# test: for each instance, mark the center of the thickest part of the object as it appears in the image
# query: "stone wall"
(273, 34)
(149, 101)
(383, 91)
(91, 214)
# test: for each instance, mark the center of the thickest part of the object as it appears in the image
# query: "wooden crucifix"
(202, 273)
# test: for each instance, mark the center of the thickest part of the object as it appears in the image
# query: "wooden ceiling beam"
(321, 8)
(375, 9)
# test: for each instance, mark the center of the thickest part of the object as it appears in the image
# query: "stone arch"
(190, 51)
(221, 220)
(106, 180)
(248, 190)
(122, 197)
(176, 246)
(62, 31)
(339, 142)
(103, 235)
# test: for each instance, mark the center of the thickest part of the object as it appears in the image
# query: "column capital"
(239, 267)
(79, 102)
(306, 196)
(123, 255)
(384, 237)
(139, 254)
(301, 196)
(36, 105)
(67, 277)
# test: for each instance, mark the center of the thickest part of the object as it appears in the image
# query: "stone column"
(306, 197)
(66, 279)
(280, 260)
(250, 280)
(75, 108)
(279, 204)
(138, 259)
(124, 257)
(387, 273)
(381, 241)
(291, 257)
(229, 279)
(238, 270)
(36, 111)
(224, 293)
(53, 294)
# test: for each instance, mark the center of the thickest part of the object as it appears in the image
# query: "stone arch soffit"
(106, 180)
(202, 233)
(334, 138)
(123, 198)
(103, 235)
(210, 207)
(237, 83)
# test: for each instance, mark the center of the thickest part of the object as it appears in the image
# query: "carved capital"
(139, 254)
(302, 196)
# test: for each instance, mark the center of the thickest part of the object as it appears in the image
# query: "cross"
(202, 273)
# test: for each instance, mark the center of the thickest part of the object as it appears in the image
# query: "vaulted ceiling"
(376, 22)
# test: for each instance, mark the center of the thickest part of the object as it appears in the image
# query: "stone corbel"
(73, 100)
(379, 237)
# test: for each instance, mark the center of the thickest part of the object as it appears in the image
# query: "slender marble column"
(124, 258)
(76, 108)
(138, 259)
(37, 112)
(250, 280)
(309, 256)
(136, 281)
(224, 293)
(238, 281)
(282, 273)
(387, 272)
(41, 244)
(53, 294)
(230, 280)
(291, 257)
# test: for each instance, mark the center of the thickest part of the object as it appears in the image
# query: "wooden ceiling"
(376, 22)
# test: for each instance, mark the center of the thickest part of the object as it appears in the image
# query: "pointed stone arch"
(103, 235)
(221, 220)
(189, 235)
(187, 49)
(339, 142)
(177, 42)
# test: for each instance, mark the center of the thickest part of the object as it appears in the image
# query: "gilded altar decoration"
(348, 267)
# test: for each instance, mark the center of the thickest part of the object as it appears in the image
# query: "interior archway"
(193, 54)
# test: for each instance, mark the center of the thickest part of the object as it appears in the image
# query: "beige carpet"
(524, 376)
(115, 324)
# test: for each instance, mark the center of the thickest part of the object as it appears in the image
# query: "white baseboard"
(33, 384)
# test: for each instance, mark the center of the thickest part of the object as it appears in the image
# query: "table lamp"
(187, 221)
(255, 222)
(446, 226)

◇ ◇ ◇ ◇

**Goal of the exercise**
All the data must be duplicated exactly, with nothing added or removed.

**Problem solution**
# test: for each instance, mark the center of the thickest part of the object as it appears in the image
# query: "stone wall"
(273, 34)
(149, 101)
(383, 91)
(91, 214)
# test: for each instance, mark the center of the thickest part of the object as it appears in the image
# query: "wooden crucifix"
(202, 273)
# test: for each instance, mark the center of the thickest part of the object as it appears in the image
# query: "wooden ceiling beam"
(321, 8)
(375, 9)
# test: for each instance, mark the center of the thickest part of the object as it appears in the image
# query: "stone arch"
(190, 51)
(221, 220)
(106, 180)
(248, 190)
(122, 197)
(176, 246)
(62, 31)
(339, 142)
(103, 235)
# test: for each instance, mark the center of the thickest part of the object as it appears in the image
# query: "column capital"
(239, 267)
(79, 102)
(306, 196)
(123, 255)
(384, 237)
(139, 254)
(301, 196)
(36, 105)
(67, 277)
# test: for each instance, mark the center of the thickest part of the object as it appears in the image
# query: "stone column"
(306, 197)
(66, 279)
(280, 260)
(250, 280)
(75, 108)
(279, 204)
(138, 259)
(124, 257)
(387, 273)
(381, 241)
(291, 257)
(229, 279)
(238, 270)
(36, 111)
(224, 293)
(53, 294)
# test: for each instance, mark the center of the thickest part of the object as it appears in the image
# query: "stone arch soffit"
(106, 180)
(202, 233)
(334, 138)
(123, 198)
(103, 235)
(210, 207)
(237, 83)
# test: for each instance, mark the center of the thickest part of the object as it appears in the image
# query: "carved capital"
(139, 254)
(302, 196)
# test: for each instance, mark the center of the thickest part of the object as it appears in the image
# query: "cross"
(202, 273)
# test: for each instance, mark the center of the thickest part of the object as it appears in the image
# query: "vaulted ceiling"
(376, 22)
# test: for each instance, mark the center of the thickest part of the object as it appears in the image
# query: "stone corbel"
(73, 100)
(379, 237)
# test: for each instance, mark the center of the thickest part of the object as it appears in the image
# query: "slender marble column"
(124, 258)
(76, 108)
(138, 259)
(37, 112)
(250, 280)
(309, 256)
(136, 281)
(224, 293)
(238, 281)
(282, 273)
(387, 272)
(41, 244)
(53, 294)
(230, 280)
(291, 257)
# test: for each instance, mark the center of the thickest part of the object as it appears in the image
# query: "wooden ceiling"
(376, 22)
# test: for each instance, mark the center of the thickest part of the object as it appears in the image
# query: "pointed stone arch"
(103, 235)
(221, 220)
(189, 235)
(187, 49)
(339, 142)
(177, 42)
# test: for each instance, mark the center of the thickest part of the object as it appears in the image
# query: "gilded altar decoration"
(348, 267)
# test: for each instance, mark the center of the thickest part of the object as it appears in the image
# query: "interior archway"
(193, 54)
# test: for each instance, mark the center of the thickest part of the object as it appears in the image
# query: "beige carpet"
(524, 376)
(115, 324)
# test: for each instance, mark the center of the thickest part of the object as it appears in the image
# query: "white baseboard"
(33, 384)
# test: for each instance, mark the center of the thickest part of the object as it appears in the image
# query: "table lamp"
(187, 221)
(255, 222)
(446, 226)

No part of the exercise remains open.